#### [Exercise instructions]
Please give again, word for word, the line that contains "For every instance of the white long" and every line after it to the end of the data, with no other lines.

Data records below:

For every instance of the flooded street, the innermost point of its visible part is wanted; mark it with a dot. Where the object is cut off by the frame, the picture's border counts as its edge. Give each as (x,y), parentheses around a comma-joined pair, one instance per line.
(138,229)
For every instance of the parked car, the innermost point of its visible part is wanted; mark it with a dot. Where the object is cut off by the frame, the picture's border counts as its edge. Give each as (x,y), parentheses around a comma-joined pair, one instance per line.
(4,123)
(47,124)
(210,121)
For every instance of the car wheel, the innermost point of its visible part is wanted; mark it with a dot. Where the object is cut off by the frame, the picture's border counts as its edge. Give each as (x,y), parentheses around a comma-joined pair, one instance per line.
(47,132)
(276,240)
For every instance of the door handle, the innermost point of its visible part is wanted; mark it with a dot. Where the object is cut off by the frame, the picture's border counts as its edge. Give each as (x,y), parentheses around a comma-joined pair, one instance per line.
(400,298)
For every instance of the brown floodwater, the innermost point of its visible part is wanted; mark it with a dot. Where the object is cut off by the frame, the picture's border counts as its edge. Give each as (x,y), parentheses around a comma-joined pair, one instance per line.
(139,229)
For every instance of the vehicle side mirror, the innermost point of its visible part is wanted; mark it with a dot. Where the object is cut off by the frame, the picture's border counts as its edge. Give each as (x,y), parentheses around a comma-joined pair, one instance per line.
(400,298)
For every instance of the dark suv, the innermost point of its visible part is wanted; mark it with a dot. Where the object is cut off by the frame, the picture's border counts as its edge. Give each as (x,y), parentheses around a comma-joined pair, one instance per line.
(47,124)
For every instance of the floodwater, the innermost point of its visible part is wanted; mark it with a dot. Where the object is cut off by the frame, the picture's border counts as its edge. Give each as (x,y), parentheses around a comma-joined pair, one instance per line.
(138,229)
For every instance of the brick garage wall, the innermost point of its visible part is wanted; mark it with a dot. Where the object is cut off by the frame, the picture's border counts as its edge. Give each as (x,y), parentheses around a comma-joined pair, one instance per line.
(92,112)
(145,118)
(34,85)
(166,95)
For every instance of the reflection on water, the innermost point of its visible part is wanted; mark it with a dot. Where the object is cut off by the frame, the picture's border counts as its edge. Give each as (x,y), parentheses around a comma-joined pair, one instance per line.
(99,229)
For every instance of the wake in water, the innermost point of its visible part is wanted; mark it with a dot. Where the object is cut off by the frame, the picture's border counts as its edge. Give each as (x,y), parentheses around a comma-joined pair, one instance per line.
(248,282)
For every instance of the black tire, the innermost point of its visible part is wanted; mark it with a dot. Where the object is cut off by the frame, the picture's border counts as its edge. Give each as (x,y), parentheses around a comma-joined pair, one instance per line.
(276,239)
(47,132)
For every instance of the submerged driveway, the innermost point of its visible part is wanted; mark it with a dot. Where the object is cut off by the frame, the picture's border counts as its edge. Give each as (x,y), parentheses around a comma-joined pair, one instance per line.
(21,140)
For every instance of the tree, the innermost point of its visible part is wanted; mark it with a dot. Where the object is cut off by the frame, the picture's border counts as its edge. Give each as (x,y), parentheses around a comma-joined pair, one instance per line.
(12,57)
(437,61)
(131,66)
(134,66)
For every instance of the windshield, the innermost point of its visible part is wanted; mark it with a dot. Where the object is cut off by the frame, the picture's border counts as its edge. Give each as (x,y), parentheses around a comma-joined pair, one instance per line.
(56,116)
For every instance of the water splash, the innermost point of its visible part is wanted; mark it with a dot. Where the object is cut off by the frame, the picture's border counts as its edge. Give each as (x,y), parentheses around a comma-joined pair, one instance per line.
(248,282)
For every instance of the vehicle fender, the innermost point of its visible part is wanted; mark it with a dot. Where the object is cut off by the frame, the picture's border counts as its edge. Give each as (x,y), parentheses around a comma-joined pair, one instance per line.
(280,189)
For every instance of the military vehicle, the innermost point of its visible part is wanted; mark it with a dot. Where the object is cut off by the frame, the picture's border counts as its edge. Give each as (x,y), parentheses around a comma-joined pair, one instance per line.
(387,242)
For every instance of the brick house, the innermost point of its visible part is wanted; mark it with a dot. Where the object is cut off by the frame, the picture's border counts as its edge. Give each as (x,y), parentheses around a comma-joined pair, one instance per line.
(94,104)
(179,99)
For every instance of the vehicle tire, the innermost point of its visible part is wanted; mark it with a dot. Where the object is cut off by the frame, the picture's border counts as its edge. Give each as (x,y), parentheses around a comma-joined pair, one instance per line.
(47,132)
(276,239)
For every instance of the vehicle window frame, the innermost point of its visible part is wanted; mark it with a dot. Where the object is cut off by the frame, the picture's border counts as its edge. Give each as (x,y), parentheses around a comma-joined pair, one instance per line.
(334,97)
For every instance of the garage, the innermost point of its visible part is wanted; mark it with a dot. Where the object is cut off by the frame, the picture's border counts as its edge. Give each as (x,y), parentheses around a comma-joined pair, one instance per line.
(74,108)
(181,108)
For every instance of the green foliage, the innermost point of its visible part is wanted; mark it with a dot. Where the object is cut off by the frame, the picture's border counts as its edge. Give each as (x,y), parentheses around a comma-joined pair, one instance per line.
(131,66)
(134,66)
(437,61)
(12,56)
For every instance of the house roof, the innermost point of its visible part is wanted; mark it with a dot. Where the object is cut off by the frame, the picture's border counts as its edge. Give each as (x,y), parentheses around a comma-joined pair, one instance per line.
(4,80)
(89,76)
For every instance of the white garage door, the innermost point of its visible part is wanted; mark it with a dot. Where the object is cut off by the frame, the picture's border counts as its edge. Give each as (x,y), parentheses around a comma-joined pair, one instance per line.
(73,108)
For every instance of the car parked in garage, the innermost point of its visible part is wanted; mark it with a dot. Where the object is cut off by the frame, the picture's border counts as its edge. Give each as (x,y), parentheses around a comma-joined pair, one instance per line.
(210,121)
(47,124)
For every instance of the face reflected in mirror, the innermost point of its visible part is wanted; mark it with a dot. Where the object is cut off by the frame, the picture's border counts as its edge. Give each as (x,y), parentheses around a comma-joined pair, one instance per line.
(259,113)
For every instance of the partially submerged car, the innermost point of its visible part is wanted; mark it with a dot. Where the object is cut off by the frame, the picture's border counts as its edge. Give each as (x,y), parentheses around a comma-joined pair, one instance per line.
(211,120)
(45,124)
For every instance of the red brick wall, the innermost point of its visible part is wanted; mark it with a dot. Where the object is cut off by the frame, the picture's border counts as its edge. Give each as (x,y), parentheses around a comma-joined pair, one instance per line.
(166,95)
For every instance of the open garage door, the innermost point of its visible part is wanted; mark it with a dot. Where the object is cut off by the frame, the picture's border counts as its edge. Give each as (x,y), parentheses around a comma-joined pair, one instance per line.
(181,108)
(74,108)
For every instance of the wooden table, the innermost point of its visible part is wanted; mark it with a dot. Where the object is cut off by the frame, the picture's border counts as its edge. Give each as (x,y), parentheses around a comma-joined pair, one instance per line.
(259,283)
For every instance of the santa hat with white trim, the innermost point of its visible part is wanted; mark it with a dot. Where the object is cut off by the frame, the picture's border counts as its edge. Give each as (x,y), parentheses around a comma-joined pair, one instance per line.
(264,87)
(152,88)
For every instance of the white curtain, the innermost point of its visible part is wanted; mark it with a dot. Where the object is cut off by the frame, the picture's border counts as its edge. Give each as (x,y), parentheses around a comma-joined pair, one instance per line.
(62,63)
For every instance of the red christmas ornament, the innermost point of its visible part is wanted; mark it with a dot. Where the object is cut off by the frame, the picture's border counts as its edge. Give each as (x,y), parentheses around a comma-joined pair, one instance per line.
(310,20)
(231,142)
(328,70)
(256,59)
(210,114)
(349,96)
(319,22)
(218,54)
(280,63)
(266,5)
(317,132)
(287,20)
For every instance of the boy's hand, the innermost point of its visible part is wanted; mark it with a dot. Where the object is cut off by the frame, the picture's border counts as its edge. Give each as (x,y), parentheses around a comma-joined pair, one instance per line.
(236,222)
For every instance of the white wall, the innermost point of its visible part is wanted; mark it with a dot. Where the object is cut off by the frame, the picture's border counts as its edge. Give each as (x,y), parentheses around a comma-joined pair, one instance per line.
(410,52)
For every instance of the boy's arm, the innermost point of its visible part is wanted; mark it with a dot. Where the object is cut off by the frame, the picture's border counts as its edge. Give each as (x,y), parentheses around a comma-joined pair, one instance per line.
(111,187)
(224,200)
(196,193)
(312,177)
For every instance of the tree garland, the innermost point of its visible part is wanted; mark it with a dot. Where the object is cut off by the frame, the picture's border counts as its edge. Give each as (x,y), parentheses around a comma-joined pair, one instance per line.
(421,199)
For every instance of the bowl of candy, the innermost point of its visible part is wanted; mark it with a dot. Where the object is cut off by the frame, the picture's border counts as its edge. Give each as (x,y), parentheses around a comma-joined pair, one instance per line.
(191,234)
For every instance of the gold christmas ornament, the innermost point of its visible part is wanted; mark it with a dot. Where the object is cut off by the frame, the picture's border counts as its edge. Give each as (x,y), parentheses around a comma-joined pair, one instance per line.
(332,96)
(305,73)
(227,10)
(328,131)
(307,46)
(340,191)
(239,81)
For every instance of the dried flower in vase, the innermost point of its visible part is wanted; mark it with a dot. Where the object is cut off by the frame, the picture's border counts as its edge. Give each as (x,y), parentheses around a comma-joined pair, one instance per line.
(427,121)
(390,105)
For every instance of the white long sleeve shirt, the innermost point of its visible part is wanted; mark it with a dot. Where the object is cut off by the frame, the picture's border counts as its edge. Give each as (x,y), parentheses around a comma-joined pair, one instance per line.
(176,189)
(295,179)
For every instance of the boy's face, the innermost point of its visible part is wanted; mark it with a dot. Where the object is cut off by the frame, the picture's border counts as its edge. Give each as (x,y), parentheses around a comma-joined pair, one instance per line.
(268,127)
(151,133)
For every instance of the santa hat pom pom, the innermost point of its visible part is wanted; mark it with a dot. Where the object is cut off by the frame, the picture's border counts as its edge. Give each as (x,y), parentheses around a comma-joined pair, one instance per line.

End of Data records.

#### [Output]
For every instance of the white long sleeve shirt, the innermost point of its visible part is wanted; mark it with a dot. Where the object is cut off by the frame, the picture's border counts as its edge. Give each as (x,y), parentheses around a comma-joined pair, one instance per line.
(176,189)
(295,179)
For every instance of the boy's face, the innermost point of its visible part is wanted; mark it with a dot. Where the object is cut off by the frame, the picture's border counts as its edge. Give each as (x,y), parentheses around a comma-joined pair, one instance per line.
(268,127)
(151,133)
For every instance of the santa hat pom pom, the innermost point of its visible part is wanted; mark it with a dot. Where the object is cut off by the frame, the picture's border counts as its edge. Give each as (x,y), parentheses around a comma-joined pair, one instance per line.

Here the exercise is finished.